> YOUR INSTRUCTIONS: Give again, word for word, only the lines from the one containing "Task: point to each instance of the white baseboard" through the final line.

Items from a data source
## START
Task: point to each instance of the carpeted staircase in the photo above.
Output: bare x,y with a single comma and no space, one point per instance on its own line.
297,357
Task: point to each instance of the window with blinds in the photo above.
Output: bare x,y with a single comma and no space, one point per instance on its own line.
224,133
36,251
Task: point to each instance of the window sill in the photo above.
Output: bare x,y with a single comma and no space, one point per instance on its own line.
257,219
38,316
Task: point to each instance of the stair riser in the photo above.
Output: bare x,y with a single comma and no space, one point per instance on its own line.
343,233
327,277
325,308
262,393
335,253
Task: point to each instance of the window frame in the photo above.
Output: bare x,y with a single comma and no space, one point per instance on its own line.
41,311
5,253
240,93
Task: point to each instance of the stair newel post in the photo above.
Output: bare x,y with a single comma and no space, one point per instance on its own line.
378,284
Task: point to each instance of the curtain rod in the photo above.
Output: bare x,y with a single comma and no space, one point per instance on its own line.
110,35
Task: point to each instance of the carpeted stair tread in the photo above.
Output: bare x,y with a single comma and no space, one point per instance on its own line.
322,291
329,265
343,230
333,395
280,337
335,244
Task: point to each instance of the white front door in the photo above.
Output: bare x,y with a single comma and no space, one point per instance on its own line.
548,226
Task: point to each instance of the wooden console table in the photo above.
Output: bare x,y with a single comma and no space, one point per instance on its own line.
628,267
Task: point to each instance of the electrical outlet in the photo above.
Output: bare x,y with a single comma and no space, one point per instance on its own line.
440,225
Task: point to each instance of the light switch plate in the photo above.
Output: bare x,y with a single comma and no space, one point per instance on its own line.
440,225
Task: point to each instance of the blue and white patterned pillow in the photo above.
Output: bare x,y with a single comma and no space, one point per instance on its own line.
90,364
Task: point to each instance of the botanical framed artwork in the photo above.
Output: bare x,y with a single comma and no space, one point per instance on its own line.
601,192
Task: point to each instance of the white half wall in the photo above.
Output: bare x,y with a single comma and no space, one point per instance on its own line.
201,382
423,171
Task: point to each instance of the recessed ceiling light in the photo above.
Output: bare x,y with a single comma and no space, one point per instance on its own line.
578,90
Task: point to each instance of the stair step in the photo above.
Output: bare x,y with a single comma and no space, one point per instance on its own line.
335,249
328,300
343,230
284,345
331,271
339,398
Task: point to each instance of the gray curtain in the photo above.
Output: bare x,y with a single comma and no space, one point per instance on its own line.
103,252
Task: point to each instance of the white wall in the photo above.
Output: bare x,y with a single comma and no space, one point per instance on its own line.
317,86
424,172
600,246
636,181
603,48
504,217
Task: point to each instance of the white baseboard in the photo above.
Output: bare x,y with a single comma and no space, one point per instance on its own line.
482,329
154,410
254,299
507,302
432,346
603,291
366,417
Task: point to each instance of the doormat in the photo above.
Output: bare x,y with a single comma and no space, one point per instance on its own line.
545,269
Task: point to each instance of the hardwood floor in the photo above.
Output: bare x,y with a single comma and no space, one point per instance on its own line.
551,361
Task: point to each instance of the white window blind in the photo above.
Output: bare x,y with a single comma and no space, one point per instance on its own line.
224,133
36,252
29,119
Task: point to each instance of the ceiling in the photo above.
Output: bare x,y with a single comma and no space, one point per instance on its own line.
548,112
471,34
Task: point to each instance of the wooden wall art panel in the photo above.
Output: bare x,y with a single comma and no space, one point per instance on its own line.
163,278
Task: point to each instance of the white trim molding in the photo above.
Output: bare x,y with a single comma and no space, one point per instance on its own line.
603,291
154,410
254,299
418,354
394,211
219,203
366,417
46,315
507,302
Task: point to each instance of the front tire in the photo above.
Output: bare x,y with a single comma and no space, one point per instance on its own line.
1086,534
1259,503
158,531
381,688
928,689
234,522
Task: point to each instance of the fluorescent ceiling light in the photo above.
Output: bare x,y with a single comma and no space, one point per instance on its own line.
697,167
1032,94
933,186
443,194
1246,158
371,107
## END
> CORRECT ANSWER:
Task: point to each instance of the white baseboard in the photo above.
Output: bare x,y with a single comma and no space, one point per instance on its own line.
482,329
154,410
254,299
507,302
432,346
603,291
366,417
Task: point to each instance of the doormat in the photo above.
Output: bare x,y with a single comma and no space, one point per instance on its own line.
545,269
Task: point to each instance of the hardwood floor in the photo above.
Output: bare x,y with a single comma and no space, one point per instance on its own line.
551,361
Task: point to each instance of the white window blind in the photo above.
Output: bare x,y with a single comma and no space, one point per instance on its own line.
224,133
36,252
29,119
Task: point to each instance of the ceiling in the photo above.
Output: bare x,y with a single comma and no space, one point per instance on its own line.
548,112
471,34
Task: point to each instance of the wooden wall art panel in the photo above.
Output: bare x,y with a single comma and no space, one point per instance on its own line.
163,278
Task: point to each instance of the white trim molding in the photo above.
Output: bare x,y with a single comma and no space, one point per instance on its own line.
603,291
154,410
254,299
418,354
394,211
219,203
366,417
46,315
507,302
Task: point to each instance of the front tire in the photo above.
Output: bare x,y with a single comma and no space, one point per instance on its own line.
1086,534
1259,503
158,531
381,688
928,689
234,522
Task: point to each instance of the fluorescent ceiling light in the photo above.
Output: bare x,y with a single comma and no space, one point per instance on its own line.
697,167
1032,94
933,186
443,194
1246,158
371,107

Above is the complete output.